_EXERCISE TASK:_ Change "white cloud" to "gray cloud" and write out again the lines from the beginning of the items through the line with "point(102, 98)", leaving everything else the same and the pictures out.

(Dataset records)

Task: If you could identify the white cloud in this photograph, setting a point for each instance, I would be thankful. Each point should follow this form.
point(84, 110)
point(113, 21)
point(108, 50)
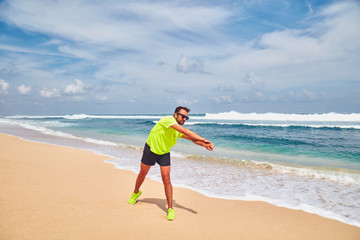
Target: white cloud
point(186, 66)
point(102, 98)
point(303, 95)
point(50, 93)
point(3, 86)
point(185, 102)
point(23, 89)
point(224, 99)
point(254, 80)
point(124, 24)
point(75, 88)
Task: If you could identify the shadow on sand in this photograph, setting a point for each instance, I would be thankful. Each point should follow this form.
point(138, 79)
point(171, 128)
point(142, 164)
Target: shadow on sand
point(162, 204)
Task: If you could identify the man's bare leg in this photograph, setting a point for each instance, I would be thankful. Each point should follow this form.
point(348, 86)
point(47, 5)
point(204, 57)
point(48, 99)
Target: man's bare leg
point(144, 169)
point(165, 175)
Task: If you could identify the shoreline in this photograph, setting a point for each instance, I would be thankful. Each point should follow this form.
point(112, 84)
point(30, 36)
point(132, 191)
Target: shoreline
point(54, 192)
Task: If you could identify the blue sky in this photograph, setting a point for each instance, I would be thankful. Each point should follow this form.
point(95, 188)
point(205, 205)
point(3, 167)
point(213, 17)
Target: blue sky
point(260, 56)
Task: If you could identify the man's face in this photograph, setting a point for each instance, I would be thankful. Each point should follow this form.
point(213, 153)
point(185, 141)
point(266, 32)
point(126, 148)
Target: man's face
point(179, 116)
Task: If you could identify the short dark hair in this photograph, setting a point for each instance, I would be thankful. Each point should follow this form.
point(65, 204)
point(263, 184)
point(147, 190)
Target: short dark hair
point(181, 107)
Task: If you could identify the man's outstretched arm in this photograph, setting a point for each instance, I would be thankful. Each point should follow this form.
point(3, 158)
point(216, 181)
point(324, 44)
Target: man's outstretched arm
point(192, 136)
point(208, 145)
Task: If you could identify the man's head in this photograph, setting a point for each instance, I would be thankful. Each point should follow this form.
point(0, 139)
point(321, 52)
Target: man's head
point(181, 114)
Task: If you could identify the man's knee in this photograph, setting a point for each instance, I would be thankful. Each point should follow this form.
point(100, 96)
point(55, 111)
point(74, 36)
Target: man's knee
point(166, 179)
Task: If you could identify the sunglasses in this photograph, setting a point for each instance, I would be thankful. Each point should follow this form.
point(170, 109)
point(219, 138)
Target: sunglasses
point(183, 116)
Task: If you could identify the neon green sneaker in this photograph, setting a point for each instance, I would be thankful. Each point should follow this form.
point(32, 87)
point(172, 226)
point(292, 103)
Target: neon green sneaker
point(134, 196)
point(171, 214)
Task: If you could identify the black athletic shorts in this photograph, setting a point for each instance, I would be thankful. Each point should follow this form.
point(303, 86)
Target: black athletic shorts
point(149, 158)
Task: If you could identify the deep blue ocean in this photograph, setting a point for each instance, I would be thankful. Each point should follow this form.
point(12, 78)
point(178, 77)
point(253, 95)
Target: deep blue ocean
point(300, 161)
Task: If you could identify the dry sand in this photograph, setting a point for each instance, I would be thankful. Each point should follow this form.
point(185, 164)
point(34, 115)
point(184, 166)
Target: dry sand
point(51, 192)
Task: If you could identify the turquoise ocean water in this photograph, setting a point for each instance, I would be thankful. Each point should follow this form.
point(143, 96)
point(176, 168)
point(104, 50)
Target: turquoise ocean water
point(300, 161)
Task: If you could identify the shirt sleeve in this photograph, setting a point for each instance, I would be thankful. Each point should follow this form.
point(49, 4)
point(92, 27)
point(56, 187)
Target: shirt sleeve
point(167, 121)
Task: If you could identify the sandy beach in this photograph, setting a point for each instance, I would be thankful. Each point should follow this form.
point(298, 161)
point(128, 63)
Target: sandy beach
point(52, 192)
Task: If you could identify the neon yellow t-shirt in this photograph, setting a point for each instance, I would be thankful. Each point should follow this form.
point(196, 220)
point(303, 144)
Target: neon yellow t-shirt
point(163, 137)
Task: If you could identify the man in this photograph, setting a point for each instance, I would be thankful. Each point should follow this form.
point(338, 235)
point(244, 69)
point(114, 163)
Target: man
point(162, 137)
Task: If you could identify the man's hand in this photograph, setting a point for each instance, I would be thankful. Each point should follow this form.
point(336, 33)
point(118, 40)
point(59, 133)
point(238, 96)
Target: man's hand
point(209, 146)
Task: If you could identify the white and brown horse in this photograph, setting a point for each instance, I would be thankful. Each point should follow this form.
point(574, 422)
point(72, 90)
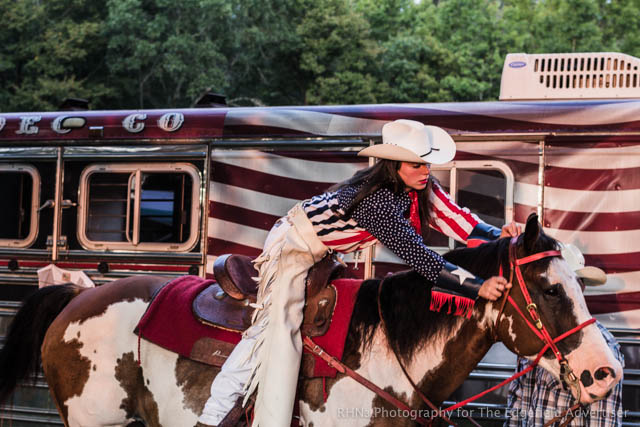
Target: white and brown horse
point(90, 352)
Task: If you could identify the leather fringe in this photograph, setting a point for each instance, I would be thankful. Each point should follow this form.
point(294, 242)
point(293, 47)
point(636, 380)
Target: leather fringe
point(458, 305)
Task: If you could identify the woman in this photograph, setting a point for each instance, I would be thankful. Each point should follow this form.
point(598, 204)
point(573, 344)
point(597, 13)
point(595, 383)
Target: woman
point(393, 202)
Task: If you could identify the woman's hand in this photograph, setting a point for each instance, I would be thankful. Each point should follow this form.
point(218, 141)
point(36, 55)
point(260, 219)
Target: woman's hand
point(493, 287)
point(510, 230)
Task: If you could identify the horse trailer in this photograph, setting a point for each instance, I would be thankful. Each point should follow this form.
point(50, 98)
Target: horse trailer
point(112, 194)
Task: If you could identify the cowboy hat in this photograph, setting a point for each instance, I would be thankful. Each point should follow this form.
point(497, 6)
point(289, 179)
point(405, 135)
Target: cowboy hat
point(411, 141)
point(591, 276)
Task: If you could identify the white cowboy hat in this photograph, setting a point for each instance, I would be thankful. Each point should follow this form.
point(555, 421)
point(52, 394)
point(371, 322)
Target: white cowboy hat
point(411, 141)
point(591, 276)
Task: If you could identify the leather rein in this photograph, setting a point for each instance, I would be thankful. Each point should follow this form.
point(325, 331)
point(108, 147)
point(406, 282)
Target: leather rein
point(566, 374)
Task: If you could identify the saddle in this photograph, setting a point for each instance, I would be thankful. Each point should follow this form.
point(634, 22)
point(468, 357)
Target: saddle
point(228, 304)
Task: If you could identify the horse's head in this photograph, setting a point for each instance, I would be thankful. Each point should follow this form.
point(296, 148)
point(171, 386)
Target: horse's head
point(556, 292)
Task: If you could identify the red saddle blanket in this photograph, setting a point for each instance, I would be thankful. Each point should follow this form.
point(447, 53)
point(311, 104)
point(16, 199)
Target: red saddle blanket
point(169, 322)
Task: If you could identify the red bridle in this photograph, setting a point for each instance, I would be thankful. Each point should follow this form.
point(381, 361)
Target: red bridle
point(566, 374)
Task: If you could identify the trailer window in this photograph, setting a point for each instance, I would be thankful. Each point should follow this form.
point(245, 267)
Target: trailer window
point(18, 217)
point(484, 187)
point(142, 207)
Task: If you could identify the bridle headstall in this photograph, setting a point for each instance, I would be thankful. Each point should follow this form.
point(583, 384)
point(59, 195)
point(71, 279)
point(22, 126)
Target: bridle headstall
point(533, 321)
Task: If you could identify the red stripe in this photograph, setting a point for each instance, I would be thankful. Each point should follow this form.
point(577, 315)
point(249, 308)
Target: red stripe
point(220, 247)
point(362, 236)
point(592, 179)
point(242, 216)
point(326, 156)
point(592, 221)
point(266, 183)
point(454, 208)
point(454, 226)
point(613, 303)
point(94, 266)
point(614, 263)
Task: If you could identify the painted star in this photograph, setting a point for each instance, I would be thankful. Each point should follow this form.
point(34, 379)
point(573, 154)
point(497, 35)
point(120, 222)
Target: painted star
point(462, 274)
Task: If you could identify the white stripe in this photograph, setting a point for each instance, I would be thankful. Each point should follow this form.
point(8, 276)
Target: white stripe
point(595, 201)
point(558, 112)
point(237, 233)
point(250, 199)
point(623, 319)
point(617, 282)
point(383, 254)
point(576, 158)
point(272, 164)
point(313, 122)
point(599, 242)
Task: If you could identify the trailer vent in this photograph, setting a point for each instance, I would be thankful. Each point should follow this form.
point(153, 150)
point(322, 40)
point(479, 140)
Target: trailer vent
point(570, 76)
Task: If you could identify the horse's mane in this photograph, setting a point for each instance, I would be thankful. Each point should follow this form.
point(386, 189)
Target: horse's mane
point(406, 297)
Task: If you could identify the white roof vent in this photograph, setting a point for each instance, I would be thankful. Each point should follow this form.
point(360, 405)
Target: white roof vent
point(570, 76)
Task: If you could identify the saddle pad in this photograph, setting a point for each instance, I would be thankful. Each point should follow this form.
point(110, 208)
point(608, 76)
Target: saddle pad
point(169, 321)
point(333, 341)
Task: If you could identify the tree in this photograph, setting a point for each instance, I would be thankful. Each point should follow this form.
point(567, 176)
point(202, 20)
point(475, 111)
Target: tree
point(338, 53)
point(162, 53)
point(50, 51)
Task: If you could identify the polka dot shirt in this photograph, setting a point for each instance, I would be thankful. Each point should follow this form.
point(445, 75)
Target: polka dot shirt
point(378, 217)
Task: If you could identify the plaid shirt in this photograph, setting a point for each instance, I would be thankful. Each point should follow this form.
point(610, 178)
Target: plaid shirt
point(537, 397)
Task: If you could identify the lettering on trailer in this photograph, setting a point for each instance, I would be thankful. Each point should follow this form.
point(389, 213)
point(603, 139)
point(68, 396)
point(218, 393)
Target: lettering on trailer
point(133, 123)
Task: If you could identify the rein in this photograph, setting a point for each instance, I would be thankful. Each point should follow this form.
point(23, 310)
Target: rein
point(566, 374)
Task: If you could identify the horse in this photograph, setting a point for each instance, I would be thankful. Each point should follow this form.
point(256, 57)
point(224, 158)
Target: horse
point(100, 374)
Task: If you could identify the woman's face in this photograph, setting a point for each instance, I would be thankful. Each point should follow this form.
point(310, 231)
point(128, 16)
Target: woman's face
point(414, 175)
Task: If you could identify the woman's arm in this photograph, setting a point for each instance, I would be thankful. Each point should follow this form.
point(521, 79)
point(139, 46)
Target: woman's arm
point(381, 215)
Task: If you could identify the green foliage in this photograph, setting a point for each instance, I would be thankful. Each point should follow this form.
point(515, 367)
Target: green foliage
point(50, 51)
point(160, 54)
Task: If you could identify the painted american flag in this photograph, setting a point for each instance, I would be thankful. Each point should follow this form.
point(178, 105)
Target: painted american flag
point(591, 192)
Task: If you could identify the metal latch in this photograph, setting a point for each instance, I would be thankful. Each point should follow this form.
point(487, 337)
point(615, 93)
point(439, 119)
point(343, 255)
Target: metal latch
point(62, 242)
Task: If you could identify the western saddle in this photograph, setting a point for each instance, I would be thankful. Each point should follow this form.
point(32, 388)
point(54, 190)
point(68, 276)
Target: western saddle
point(228, 304)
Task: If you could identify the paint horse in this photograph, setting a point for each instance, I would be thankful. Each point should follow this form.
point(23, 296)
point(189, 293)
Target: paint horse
point(90, 352)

_ANSWER FOR THE TASK:_
Task: If you could identify the gray cloud in this photograph, setting a point for each instance, I would be thankful. Each point should follow this form.
point(84, 110)
point(113, 21)
point(108, 50)
Target: gray cloud
point(186, 66)
point(102, 98)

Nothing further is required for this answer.